Gaiman writes, “If you were trapped in an impossible situation, in an unpleasant place, with people who meant you ill, and someone offered you a temporary escape, why wouldn't you take it? … books can also give you knowledge about the world and your predicament, give you weapons, give you armour: real things you can take back into your prison. Skills and knowledge and tools you can use to escape for real. As JRR Tolkien reminded us, the only people who inveigh against escape are jailers.”
God I love that. It resonates so strongly with how I’ve always felt.
Those who condemn it usually sound like a musty and old-fashioned piece of American World War II propaganda. Get out and participate in society! Bleh. But are we ignoring them because they’re wrong, or are we ignoring them because they demand no less than the exact opposite of what we want?
Let me be honest here. This isn’t really about escapism, or even about accepting that paradoxes are part of how we operate. It’s about a general project of mine to encourage myself and others to look beyond the trench-like, habituated thoughts that we all have about ourselves and our world, and the behaviors that accompany those. To reach over to opposing trenches and see what it’s really like on the enemy’s side. To suggest: maybe there’s another way to see this.
And thinking about escapism and integrating paradoxes are important, even vital, to that project.
══════
**Task list**
**1)** Answer these questions from the passage on escapism:
(a) According to the Gaiman quotation, who are the only people Tolkien said inveigh against escape?
(b) What does the author say those who condemn escapism usually sound like?
(c) According to the author, what general project is this really about?
**2)** Rewrite the passage on escapism from "God I love that." up to and including "to see this.", changing "propaganda" to "advertising".
**3)** Continue the passage on escapism from the point where it stops.
══════
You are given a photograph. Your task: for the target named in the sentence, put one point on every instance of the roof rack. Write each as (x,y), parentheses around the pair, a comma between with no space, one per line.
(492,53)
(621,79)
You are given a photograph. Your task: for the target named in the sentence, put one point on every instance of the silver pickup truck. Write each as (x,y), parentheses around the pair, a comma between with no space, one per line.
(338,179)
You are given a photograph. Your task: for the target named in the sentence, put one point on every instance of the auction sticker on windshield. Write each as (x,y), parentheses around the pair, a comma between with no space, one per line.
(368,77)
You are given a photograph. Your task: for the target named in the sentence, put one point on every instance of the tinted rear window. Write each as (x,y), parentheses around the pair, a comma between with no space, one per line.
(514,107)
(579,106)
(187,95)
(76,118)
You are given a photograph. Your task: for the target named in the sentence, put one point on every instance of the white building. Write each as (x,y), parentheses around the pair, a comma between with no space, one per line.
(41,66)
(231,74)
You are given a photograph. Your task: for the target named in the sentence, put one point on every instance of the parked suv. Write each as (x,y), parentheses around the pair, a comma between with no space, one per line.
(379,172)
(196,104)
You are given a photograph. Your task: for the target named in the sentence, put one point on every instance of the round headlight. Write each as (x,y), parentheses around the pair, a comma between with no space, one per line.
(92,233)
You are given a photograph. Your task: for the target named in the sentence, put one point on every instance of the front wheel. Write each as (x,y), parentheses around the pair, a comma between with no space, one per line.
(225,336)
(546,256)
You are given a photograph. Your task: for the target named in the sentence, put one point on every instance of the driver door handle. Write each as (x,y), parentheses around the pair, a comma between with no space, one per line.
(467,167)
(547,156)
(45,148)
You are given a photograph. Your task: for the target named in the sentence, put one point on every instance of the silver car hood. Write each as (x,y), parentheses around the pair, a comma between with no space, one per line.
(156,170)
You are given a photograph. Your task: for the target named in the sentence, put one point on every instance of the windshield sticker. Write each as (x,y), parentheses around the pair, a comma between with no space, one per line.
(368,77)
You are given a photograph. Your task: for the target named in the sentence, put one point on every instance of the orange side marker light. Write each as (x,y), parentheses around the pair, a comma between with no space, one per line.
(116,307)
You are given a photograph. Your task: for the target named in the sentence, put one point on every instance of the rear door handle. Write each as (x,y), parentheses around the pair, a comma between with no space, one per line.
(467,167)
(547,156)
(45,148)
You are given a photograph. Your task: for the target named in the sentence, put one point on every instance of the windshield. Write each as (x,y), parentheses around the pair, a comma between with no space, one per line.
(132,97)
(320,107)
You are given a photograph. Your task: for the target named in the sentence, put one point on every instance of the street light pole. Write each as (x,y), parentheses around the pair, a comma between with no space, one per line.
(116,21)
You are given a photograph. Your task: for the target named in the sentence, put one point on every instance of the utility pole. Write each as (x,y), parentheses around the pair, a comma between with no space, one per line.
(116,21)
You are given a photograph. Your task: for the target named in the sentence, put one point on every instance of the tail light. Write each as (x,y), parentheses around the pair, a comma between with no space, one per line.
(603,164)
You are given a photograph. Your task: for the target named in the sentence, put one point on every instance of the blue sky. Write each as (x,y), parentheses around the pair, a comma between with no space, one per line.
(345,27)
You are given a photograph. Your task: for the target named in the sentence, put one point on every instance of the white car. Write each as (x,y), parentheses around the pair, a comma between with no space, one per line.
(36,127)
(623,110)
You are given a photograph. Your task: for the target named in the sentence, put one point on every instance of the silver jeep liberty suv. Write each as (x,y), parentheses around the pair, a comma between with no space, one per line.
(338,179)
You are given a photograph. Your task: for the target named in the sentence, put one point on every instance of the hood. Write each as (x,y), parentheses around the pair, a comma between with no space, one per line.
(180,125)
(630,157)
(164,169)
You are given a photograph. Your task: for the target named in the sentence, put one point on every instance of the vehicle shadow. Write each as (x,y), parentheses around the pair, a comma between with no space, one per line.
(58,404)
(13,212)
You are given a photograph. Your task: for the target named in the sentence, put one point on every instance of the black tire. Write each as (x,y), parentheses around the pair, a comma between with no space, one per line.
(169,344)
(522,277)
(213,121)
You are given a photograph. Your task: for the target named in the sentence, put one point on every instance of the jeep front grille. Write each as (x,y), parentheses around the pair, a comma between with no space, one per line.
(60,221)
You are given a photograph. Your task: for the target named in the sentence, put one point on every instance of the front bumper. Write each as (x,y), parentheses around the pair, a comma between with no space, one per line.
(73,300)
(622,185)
══════
**Answers by item number**
**1)**
(a) Jailers.
(b) A musty and old-fashioned piece of American World War II propaganda.
(c) Encouraging the author and others to look beyond the trench-like, habituated thoughts we all have about ourselves and our world, and the behaviors that accompany those thoughts.

**2)**
God I love that. It resonates so strongly with how I’ve always felt.
Those who condemn it usually sound like a musty and old-fashioned piece of American World War II advertising. Get out and participate in society! Bleh. But are we ignoring them because they’re wrong, or are we ignoring them because they demand no less than the exact opposite of what we want?
Let me be honest here. This isn’t really about escapism, or even about accepting that paradoxes are part of how we operate. It’s about a general project of mine to encourage myself and others to look beyond the trench-like, habituated thoughts that we all have about ourselves and our world, and the behaviors that accompany those. To reach over to opposing trenches and see what it’s really like on the enemy’s side. To suggest: maybe there’s another way to see this.

**3)**
What was always apparent to me, even though escape from the real world was my safe refuge and my education for handling the real world, was that you do always return to the real world. So much of the painful beauty of The Chronicles of Narnia is in the fleeting nature of the adventures, and that at the end, the characters always come back to the real world. And then sometimes they never ever return to Narnia.
I thought the inevitable return to the real world was a truth acknowledged by everyone. Until I began to recognize that we don’t all agree on what the “real world” actually is. We all occupy our own fictions, our own brand of unconscious escape.
I want to scream into the void: How can you care about the cheap and manipulative power that social media influencers have? How can you keep eating so much meat when the world is nearly literally on fire and/or drowning? In *my* real world, materialism, psychological manipulation, and climate change are all very present and very dangerous. But they simply aren’t, for other people.
In *my* real world, too, though, I escape from opportunities, success, and newness for fear of failure or rejection. I am not immune to the pitfalls of escapism. It is not just about finding a safe harbor, a true and healthy escape from something bad. It’s also a way to blind ourselves to uncomfortable truths, and to perpetuate the habits and ways of thinking that keep us from upheaval.
But doesn’t the earth need to be broken and overturned for the soil to stay healthy?
The coronavirus pandemic was a time of great escape for many of us. The painful realities were just too painful, and relentless. We had the ability to step away from the horror for a time so that we could stay sane. I wouldn’t ever deny anybody that escape.
But can we say that escapism is a good thing, in and of itself? I don’t think we can. So here’s why I both support and oppose it, why I hold the paradox of escapism dear to myself. It is a drive within all of us, to varying degrees perhaps. It keeps us sane, but it also keeps us within our safety bubbles. Bubbles always pop, but it’s much more fun when we pop them ourselves.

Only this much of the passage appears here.